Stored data
______________________________

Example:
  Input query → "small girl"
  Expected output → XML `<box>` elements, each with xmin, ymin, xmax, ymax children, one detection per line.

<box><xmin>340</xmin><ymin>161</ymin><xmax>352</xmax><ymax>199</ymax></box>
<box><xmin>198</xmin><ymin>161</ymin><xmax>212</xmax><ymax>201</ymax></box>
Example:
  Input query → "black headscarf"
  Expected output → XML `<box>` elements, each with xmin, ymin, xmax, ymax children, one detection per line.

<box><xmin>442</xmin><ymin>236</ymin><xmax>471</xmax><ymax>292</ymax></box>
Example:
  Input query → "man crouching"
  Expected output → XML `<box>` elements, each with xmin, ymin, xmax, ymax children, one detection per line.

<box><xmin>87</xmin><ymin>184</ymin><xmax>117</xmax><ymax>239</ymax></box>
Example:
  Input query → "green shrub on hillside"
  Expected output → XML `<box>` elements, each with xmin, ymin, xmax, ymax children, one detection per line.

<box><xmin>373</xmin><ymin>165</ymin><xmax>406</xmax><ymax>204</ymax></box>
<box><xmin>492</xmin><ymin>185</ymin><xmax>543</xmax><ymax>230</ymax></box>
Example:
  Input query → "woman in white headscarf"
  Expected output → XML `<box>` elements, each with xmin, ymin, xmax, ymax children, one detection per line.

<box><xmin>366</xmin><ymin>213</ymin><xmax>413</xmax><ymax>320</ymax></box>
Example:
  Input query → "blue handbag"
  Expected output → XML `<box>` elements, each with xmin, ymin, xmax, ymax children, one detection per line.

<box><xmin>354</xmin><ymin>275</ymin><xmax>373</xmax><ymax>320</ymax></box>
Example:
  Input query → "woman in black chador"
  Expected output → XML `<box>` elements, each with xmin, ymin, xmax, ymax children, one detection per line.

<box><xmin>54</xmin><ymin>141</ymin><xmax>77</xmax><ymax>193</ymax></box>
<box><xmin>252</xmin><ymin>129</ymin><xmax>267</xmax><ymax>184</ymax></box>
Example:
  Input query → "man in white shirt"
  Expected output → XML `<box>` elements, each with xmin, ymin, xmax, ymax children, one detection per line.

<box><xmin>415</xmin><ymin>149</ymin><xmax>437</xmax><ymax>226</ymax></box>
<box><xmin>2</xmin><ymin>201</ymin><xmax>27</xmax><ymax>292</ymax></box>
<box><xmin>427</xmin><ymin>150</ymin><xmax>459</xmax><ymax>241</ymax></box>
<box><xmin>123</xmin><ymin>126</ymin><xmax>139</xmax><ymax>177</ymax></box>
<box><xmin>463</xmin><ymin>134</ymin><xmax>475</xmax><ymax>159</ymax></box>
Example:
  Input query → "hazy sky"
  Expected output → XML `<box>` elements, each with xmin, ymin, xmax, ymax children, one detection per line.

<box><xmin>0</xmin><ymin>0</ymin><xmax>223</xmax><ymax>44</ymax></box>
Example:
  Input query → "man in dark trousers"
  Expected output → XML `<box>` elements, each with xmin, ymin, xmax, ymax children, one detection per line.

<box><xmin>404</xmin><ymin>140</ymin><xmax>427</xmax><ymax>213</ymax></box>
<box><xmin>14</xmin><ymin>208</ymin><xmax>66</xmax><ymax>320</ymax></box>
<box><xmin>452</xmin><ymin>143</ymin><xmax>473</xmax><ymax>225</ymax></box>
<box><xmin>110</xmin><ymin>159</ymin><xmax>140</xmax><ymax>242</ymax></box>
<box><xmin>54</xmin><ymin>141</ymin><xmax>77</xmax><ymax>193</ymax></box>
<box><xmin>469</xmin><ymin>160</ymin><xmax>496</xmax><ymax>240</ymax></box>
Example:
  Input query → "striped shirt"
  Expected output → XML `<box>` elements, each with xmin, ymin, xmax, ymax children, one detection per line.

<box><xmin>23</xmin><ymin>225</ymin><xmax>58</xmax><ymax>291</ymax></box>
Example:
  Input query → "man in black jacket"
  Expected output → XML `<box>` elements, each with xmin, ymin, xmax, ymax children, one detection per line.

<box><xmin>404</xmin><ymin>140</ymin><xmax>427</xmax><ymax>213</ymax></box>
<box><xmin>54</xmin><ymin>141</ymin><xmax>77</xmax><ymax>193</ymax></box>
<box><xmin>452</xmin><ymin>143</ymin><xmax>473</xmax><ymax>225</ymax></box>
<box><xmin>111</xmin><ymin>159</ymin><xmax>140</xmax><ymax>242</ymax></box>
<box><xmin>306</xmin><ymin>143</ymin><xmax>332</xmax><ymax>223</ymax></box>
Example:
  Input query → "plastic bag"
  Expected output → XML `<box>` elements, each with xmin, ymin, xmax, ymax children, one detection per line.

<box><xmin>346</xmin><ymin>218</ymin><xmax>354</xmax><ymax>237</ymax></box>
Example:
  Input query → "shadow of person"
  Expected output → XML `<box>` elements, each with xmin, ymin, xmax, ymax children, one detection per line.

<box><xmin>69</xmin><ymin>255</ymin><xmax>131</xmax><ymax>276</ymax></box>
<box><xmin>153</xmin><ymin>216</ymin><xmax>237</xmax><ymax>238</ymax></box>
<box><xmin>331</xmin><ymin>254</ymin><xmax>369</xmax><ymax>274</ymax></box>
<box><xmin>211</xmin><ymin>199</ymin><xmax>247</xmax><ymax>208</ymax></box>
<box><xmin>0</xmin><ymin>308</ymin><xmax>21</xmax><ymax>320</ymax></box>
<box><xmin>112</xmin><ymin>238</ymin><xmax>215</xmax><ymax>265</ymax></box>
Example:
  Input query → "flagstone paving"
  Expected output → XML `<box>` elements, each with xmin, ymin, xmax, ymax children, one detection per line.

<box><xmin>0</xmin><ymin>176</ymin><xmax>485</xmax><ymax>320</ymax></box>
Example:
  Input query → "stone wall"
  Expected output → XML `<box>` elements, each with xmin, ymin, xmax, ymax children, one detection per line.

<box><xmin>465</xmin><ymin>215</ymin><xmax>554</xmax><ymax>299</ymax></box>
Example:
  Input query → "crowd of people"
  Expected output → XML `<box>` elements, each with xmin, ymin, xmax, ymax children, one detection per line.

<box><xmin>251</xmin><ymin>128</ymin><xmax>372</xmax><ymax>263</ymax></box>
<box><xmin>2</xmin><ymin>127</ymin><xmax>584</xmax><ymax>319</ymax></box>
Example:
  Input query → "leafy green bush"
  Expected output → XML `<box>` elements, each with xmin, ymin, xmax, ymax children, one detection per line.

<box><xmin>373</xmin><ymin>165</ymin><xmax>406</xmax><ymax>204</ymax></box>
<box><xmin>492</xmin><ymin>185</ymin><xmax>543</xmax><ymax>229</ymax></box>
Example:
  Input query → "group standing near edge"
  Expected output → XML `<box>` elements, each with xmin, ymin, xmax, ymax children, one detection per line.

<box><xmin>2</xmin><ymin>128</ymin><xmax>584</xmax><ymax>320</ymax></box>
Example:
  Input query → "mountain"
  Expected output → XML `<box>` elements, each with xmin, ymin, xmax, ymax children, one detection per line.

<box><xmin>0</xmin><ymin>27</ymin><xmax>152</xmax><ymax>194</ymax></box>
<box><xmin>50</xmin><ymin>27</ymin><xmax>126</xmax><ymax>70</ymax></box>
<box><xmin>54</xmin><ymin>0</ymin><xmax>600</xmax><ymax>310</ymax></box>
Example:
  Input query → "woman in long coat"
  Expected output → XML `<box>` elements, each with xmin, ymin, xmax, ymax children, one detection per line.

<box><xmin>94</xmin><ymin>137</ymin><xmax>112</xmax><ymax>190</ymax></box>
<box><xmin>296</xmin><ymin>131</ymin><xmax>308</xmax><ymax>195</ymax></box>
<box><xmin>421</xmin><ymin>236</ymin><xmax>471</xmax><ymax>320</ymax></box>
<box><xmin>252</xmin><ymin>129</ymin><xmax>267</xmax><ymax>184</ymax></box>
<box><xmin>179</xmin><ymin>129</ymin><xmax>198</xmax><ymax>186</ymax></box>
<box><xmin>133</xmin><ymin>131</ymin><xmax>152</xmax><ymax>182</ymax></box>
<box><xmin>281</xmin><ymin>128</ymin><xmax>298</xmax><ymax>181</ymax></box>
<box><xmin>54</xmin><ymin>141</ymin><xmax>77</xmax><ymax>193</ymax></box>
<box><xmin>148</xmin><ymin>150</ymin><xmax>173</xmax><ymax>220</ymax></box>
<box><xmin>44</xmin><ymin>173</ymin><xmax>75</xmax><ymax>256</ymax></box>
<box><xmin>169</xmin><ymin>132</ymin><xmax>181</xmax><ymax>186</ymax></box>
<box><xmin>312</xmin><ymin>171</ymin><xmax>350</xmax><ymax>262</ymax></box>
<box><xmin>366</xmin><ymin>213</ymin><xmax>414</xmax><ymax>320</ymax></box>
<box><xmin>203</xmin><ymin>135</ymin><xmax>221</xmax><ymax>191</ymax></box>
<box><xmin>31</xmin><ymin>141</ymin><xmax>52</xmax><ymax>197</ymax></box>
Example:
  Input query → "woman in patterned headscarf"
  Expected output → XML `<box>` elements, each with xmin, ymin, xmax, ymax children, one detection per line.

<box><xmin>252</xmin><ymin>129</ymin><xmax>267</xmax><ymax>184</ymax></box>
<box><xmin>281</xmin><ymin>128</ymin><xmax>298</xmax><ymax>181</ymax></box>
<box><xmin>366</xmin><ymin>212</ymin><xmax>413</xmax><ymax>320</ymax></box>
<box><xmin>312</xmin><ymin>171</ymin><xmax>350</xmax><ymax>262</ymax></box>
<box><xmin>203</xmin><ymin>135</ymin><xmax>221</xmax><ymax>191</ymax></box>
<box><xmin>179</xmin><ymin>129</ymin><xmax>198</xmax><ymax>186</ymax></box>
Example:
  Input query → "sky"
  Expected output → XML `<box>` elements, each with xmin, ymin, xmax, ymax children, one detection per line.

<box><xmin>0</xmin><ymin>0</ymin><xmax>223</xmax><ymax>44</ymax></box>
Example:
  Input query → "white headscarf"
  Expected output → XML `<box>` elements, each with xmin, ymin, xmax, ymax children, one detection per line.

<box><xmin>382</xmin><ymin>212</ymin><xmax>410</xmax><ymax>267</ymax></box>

______________________________

▸ **THE TASK**:
Please tally the lines in the records above that contain the word "white", matching case exactly, and reply with the number alone.

▸ **TASK SOLUTION**:
3